Your assignment
Please restate the data that follows word for word, with the pictures left out.

[Source records]
###
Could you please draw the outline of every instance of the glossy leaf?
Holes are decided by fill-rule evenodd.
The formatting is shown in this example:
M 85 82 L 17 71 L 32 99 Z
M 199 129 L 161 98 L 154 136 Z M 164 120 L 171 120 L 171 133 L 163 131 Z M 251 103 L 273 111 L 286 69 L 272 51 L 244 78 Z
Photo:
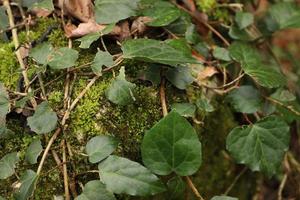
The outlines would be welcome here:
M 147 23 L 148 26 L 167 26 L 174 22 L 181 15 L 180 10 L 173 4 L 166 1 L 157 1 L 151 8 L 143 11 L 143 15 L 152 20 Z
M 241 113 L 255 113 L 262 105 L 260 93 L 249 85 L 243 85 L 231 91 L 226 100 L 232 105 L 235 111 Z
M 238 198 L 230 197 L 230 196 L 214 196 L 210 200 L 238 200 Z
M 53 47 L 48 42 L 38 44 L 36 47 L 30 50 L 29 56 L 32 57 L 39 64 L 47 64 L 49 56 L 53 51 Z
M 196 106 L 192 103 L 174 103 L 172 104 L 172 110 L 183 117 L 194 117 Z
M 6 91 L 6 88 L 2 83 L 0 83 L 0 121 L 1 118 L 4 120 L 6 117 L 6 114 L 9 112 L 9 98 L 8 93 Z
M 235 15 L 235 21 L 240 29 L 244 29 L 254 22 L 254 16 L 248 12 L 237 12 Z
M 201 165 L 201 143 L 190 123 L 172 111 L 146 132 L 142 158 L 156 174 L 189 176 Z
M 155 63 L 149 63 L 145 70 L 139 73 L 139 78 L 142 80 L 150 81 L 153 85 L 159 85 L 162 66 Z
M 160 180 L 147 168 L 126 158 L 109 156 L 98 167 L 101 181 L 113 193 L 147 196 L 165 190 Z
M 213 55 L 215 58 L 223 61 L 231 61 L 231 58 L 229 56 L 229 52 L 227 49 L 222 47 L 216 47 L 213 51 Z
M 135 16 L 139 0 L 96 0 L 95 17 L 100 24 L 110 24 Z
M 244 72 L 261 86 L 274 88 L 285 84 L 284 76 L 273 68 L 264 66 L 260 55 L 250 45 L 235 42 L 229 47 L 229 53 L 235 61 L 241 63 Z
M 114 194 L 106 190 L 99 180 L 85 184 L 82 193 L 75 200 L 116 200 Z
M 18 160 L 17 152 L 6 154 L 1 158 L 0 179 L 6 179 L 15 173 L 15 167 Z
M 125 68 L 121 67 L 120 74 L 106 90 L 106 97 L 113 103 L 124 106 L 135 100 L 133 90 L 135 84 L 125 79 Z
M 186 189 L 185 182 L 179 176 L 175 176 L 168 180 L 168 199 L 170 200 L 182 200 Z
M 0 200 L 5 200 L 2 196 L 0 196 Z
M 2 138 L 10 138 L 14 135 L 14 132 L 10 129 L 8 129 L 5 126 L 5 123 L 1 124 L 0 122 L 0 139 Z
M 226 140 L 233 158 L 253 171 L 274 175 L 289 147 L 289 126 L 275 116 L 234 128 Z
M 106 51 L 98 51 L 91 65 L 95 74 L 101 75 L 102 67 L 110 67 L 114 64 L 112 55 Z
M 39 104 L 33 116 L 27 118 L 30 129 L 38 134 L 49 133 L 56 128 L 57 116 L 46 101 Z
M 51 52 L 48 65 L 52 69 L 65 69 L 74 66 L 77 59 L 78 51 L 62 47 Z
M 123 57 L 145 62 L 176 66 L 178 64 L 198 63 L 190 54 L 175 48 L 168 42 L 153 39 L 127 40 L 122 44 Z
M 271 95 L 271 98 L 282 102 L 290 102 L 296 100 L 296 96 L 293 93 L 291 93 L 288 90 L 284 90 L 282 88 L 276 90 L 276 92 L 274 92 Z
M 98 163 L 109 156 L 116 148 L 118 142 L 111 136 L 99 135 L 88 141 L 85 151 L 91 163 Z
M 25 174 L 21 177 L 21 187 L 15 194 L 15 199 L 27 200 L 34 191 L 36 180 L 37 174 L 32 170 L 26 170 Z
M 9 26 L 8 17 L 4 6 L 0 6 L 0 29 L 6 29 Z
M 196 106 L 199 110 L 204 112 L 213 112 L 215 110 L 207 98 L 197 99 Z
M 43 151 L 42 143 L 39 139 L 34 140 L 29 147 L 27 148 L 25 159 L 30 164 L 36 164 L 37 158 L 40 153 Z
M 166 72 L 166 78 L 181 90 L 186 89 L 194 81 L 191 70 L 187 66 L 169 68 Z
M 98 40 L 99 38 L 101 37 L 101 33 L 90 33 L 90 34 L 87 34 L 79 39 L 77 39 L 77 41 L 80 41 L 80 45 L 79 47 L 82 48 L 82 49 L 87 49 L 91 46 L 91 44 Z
###
Task response
Could you please draw the outline of every instance of the glossy leaf?
Holes are decided by fill-rule evenodd.
The formatting is shown in this example:
M 85 82 L 17 71 L 32 99 Z
M 199 129 L 161 98 L 154 136 Z M 164 120 L 171 120 L 171 133 L 163 131 Z M 251 103 L 273 111 L 286 69 L 272 51 L 244 78 Z
Photo:
The outlines would be welcome here:
M 147 23 L 148 26 L 167 26 L 174 22 L 181 15 L 180 10 L 173 4 L 166 1 L 157 1 L 151 8 L 143 11 L 143 15 L 152 20 Z
M 241 113 L 255 113 L 262 105 L 260 93 L 249 85 L 243 85 L 231 91 L 226 100 L 232 105 L 235 111 Z
M 238 198 L 230 197 L 230 196 L 214 196 L 210 200 L 238 200 Z
M 53 47 L 48 42 L 38 44 L 36 47 L 30 50 L 29 56 L 32 57 L 39 64 L 47 64 L 49 56 L 53 51 Z
M 196 106 L 192 103 L 174 103 L 172 104 L 172 110 L 183 117 L 194 117 Z
M 6 91 L 6 88 L 2 83 L 0 83 L 0 121 L 1 118 L 4 120 L 6 117 L 6 114 L 9 112 L 9 98 L 8 93 Z
M 235 15 L 235 21 L 240 29 L 244 29 L 254 22 L 254 16 L 248 12 L 237 12 Z
M 201 165 L 201 143 L 190 123 L 172 111 L 146 132 L 142 158 L 156 174 L 189 176 Z
M 155 63 L 149 63 L 145 70 L 139 73 L 139 78 L 142 80 L 150 81 L 153 85 L 159 85 L 162 66 Z
M 160 180 L 147 168 L 126 158 L 109 156 L 98 167 L 101 181 L 113 193 L 147 196 L 165 190 Z
M 213 55 L 215 58 L 223 61 L 231 61 L 231 58 L 229 56 L 229 52 L 227 49 L 222 47 L 216 47 L 213 51 Z
M 135 16 L 139 0 L 96 0 L 95 17 L 100 24 L 110 24 Z
M 244 72 L 261 86 L 274 88 L 285 84 L 284 76 L 273 68 L 264 66 L 260 55 L 250 45 L 235 42 L 229 47 L 229 53 L 235 61 L 241 63 Z
M 114 194 L 106 190 L 99 180 L 85 184 L 82 193 L 75 200 L 116 200 Z
M 18 160 L 17 152 L 6 154 L 1 158 L 0 179 L 6 179 L 15 173 L 15 167 Z
M 125 68 L 121 67 L 120 74 L 106 90 L 106 97 L 113 103 L 124 106 L 135 100 L 133 90 L 135 84 L 125 79 Z
M 186 189 L 185 182 L 179 176 L 175 176 L 168 180 L 168 199 L 170 200 L 182 200 Z
M 0 200 L 5 200 L 2 196 L 0 196 Z
M 2 138 L 10 138 L 14 135 L 14 132 L 10 129 L 8 129 L 5 126 L 5 123 L 1 124 L 0 122 L 0 139 Z
M 226 140 L 233 158 L 253 171 L 274 175 L 289 147 L 289 126 L 275 116 L 234 128 Z
M 106 51 L 98 51 L 91 65 L 95 74 L 101 75 L 102 67 L 110 67 L 114 64 L 112 55 Z
M 39 104 L 33 116 L 27 118 L 30 129 L 38 134 L 49 133 L 56 128 L 57 116 L 46 101 Z
M 51 52 L 48 65 L 52 69 L 65 69 L 74 66 L 77 59 L 78 51 L 62 47 Z
M 123 57 L 145 62 L 176 66 L 178 64 L 198 63 L 190 54 L 175 48 L 168 42 L 153 39 L 127 40 L 122 44 Z
M 271 95 L 271 98 L 282 102 L 290 102 L 296 100 L 296 96 L 293 93 L 291 93 L 288 90 L 284 90 L 282 88 L 276 90 L 276 92 L 274 92 Z
M 98 163 L 109 156 L 116 148 L 118 142 L 111 136 L 99 135 L 88 141 L 85 151 L 91 163 Z
M 25 174 L 21 177 L 21 187 L 15 194 L 15 199 L 27 200 L 34 191 L 36 180 L 37 174 L 32 170 L 26 170 Z
M 9 26 L 8 17 L 4 6 L 0 6 L 0 29 L 6 29 Z
M 196 106 L 199 110 L 204 112 L 213 112 L 215 110 L 207 98 L 197 99 Z
M 43 151 L 42 143 L 39 139 L 34 140 L 29 147 L 27 148 L 25 159 L 30 164 L 36 164 L 37 158 L 40 153 Z
M 166 72 L 166 78 L 181 90 L 186 89 L 194 81 L 191 70 L 187 66 L 169 68 Z
M 98 40 L 99 38 L 101 37 L 101 33 L 90 33 L 90 34 L 87 34 L 79 39 L 77 39 L 77 41 L 80 41 L 80 45 L 79 47 L 82 48 L 82 49 L 87 49 L 91 46 L 91 44 Z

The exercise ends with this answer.